__DOCUMENT SEGMENT__
-- start --
[HN Gopher] Ask HN: How do your ML teams version datasets and mo...
___________________________________________________________________
Ask HN: How do your ML teams version datasets and models?
Git worked until we hit a few gigabytes. S3 scales super well but
version control, documentation, and change management isn't great
(we just did lots of "v1" or "vsep28_2023" names). DVC felt very
clunky (now I need git AND s3 AND dvc) by the team. What best
practices and patterns have you seen work or have you implemented
yourself?
Author : skadamat
Score : 43 points
Date : 2023-09-28 19:41 UTC (3 hours ago)
| warkdarrior wrote:
| I use five version tags, after that I just rename the dataset.
|
| v1
|
| v2
|
| v2_<iso-date>
|
| v3_final
|
| FINAL_final
| snovv_crash wrote:
| CSV file in git with paths to all of the files, all the training
| settings, and the path to the training artifacts (snapshots, loss
| stats etc). The training artifacts get filled in by CI when you
| commit. Files can be anywhere, for us it was a NAS due to PII in
| the data we were training on so "someone else's computer" AKA
| cloud wasn't an option.
| hhh wrote:
| Why would having PII rule out cloud?
| michaelt wrote:
| Most cloud providers are "secure" in the sense that they lock
| up your data and leave the key in the door so you can access
| it easily. A salesman will swear, hand on heart, that they'd
| never abuse this. An auditor has also certified that they
| meet the highest standard of the check clearing.
-- end --
__DATA LISTING__
-- start --
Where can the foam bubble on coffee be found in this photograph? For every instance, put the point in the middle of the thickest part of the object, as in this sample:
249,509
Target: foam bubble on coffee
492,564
-- end --
-- start --
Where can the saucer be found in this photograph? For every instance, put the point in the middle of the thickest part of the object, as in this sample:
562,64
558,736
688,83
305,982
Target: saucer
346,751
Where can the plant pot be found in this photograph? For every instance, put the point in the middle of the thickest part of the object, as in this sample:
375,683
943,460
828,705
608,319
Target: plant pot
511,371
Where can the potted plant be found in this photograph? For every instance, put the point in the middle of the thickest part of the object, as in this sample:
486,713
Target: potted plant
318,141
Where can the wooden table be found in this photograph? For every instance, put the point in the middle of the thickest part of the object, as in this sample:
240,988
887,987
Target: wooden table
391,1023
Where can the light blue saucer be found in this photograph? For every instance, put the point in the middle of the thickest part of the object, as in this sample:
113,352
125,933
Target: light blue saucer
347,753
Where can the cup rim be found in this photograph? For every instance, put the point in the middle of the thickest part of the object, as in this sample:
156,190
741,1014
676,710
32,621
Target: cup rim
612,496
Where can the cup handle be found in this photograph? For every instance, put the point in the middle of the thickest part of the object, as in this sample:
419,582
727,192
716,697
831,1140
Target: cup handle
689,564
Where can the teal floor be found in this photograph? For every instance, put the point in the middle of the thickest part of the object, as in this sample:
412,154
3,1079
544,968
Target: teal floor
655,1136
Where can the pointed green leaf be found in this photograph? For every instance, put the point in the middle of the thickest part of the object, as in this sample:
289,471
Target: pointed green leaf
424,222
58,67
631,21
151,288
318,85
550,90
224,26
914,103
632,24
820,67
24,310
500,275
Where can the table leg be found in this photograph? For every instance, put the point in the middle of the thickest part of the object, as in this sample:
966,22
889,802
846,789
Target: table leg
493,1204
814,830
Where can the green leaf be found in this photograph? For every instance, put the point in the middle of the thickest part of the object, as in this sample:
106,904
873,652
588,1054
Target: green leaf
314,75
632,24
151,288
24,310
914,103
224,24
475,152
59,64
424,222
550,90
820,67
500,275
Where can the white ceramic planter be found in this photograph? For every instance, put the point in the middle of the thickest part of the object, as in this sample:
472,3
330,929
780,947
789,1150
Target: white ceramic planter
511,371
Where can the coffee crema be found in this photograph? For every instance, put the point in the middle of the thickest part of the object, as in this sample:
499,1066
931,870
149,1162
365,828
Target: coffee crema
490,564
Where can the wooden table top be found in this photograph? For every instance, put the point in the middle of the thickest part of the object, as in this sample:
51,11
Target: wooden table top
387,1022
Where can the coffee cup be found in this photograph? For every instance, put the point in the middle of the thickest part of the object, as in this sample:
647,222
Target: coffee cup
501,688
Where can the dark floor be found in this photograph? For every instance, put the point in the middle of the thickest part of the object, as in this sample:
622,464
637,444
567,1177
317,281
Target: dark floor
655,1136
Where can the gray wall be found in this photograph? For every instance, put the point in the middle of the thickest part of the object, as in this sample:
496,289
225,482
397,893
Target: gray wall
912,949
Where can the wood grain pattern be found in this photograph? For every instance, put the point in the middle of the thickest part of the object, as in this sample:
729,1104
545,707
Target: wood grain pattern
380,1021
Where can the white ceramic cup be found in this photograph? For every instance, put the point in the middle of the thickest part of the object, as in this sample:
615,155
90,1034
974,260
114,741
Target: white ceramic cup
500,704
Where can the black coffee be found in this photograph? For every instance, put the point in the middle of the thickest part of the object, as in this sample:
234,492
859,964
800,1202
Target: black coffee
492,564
-- end --
__EXERCISE SET__
[1] Retype the part of the dataset-versioning thread from "[HN Gopher] Ask" up to and including "rename the dataset.".
[2] Extend the thread about versioning ML datasets and models, picking up right after its last line.
The listing has no part in any of this.

__PER-TASK OUTPUTS__
[1]
[HN Gopher] Ask HN: How do your ML teams version datasets and mo...
___________________________________________________________________
Ask HN: How do your ML teams version datasets and models?
Git worked until we hit a few gigabytes. S3 scales super well but
version control, documentation, and change management isn't great
(we just did lots of "v1" or "vsep28_2023" names). DVC felt very
clunky (now I need git AND s3 AND dvc) by the team. What best
practices and patterns have you seen work or have you implemented
yourself?
Author : skadamat
Score : 43 points
Date : 2023-09-28 19:41 UTC (3 hours ago)
| warkdarrior wrote:
| I use five version tags, after that I just rename the dataset.

[2]
|
| This is enough to meet the legal requirements, as I
| understand things.
|
| Some people are not credulous enough to take the salesman at
| his word.
| wendyshu wrote:
| https://dvc.org/
|
| https://github.com/dolthub/dolt
|
| https://www.pachyderm.com/
| herodoturtle wrote:
| We use MLflow's model registry:
|
| https://mlflow.org/docs/latest/model-registry.html
| gschoeni wrote:
| We have been working on an open source tool called "Oxen" that
| aims to tackle this problem! Would love for you to kick the tires
| and see if it works for your use case. We have a free version of
| the CLI, python library, and server on github, and a free hosted
| version you can kick around at Oxen.ai.
|
| Website: https://oxen.ai
|
| Dev Docs: https://docs.oxen.ai
|
| GitHub: https://github.com/Oxen-AI/oxen-release
|
| Feel free to reach out on the repo issues if you run into
| anything!
| cuteboy19 wrote:
| Haphazardly, with commit# + timestamp of training
| vinni2 wrote:
| https://dvc.org/ https://huggingface.co/
| kvnhn wrote:
| I've used DVC in the past and generally liked its approach. That
| said, I wholeheartedly agree that it's clunky. It does a lot of
| things implicitly, which can make it hard to reason about. It was
| also extremely slow for medium-sized datasets (low 10s of GBs).
|
| In response, I created a command-line tool that addresses these
| issues[0]. To reduce the comparison to an analogy: Dud : DVC ::
| Flask : Django. I have a longer comparison in the README[1].
|
| [0]: https://github.com/kevin-hanselman/dud
|
| [1]: https://github.com/kevin-
| hanselman/dud/blob/main/README.md#m...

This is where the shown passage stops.